Information:

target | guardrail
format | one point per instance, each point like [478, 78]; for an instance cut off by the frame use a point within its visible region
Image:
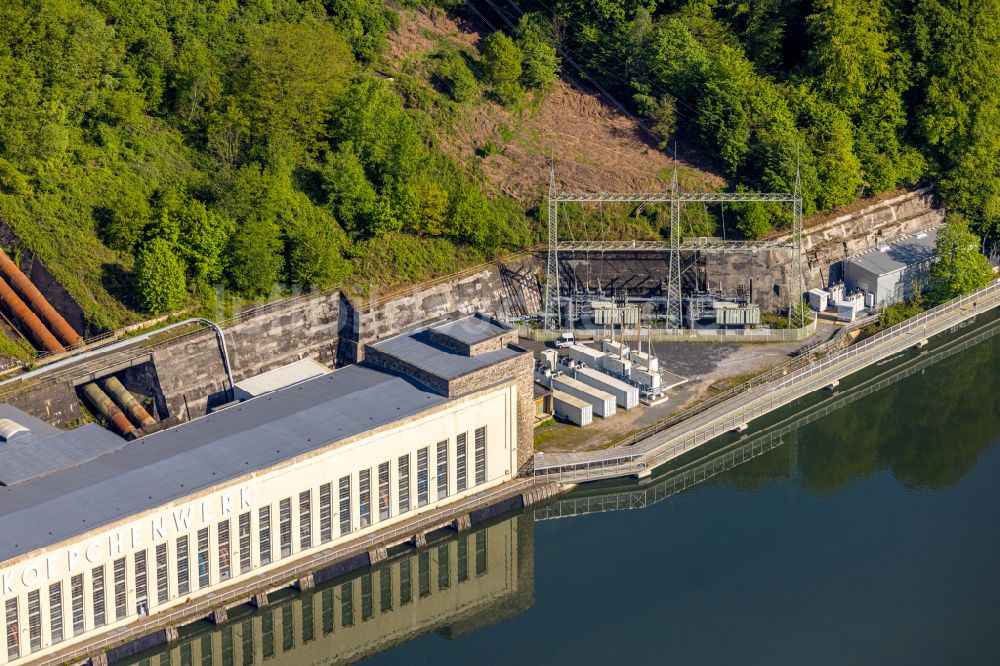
[283, 577]
[647, 450]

Action item: Reproduce each line of the records above, exactly and without pictures.

Exercise output:
target | guardrail
format | one point per instance, each point like [478, 78]; for an instance cut off by the frame use a point within its visible region
Image:
[283, 577]
[647, 450]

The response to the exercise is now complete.